En este 2014 tuvieron lugar varios
indicios que sugieren que el fin del mundo está a la vuelta de la
esquina: Huracán festejó un título después de cuarenta años,
Racing salió campeón, y San Lorenzo ganó la copa Libertadores.
Hasta Estados Unidos y Cuba limaron asperezas diplomáticas! Sólo
falta que las mellizitas griegas aprendan a multiplicar y el
Armaggedon nos espera (sin Bruce Willlis, claro).
Volviendo al tema futbolístico,
finalmente el glorioso club de Boedo pudo sacarse la espina de la
Copa luego de haber rifado la primera edición (ese karma nos
persiguió durante años, pero quién hubiera dicho en los años ´60
que esa copa tendría más futuro que el campeonato berreta de
treinta equipos que la AFA ¿planea?). De este modo, los creativos
detractores del Ciclón se quedaron sin su más preciado hit,
mediante el cual utilizaban la sigla del CASLA para recordarnos
nuestras sequía de copas (puf, qué ingeniosos!).

DATOS PROPORCIONADOS:
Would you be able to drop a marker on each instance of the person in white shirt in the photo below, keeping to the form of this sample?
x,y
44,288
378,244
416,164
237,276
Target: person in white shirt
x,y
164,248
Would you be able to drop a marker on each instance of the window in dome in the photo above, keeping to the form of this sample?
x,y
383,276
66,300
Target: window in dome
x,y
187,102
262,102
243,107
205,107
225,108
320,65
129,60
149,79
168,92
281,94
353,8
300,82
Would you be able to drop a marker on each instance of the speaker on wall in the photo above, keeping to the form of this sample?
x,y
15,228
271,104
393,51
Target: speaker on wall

--

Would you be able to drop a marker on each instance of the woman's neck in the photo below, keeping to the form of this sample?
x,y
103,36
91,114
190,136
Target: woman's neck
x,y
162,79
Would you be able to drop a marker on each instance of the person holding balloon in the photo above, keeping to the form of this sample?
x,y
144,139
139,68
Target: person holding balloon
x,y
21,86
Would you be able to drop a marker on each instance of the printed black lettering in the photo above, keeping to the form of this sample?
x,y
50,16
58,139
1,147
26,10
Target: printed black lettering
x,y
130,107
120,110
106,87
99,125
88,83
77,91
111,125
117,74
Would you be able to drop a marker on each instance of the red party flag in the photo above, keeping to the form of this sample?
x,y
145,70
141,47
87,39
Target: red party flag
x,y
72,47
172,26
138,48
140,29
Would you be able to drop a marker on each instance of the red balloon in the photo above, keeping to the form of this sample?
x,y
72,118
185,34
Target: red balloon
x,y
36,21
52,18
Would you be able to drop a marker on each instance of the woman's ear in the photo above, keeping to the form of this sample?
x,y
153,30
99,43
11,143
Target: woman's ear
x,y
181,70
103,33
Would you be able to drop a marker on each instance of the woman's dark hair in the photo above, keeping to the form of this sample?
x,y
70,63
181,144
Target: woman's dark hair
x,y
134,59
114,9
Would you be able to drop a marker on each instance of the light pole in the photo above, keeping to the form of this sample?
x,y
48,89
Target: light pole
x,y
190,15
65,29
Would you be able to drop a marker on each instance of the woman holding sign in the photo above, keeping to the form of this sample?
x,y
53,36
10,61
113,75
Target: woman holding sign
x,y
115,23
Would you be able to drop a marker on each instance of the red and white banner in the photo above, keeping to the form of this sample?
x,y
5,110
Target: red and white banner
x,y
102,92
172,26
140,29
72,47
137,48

ACCIONES A REALIZAR:
1. Enumera los indicios del fin del mundo que, según el texto mostrado, tuvieron lugar en 2014.
2. Devuelve el fragmento del texto mostrado que empieza con "En este 2014" y sigue hasta "Bruce Willlis, claro).".

RESULTADOS EN ORDEN:
1.
- Huracán festejó un título después de cuarenta años.
- Racing salió campeón.
- San Lorenzo ganó la copa Libertadores.
- Estados Unidos y Cuba limaron asperezas diplomáticas.

2.
En este 2014 tuvieron lugar varios
indicios que sugieren que el fin del mundo está a la vuelta de la
esquina: Huracán festejó un título después de cuarenta años,
Racing salió campeón, y San Lorenzo ganó la copa Libertadores.
Hasta Estados Unidos y Cuba limaron asperezas diplomáticas! Sólo
falta que las mellizitas griegas aprendan a multiplicar y el
Armaggedon nos espera (sin Bruce Willlis, claro).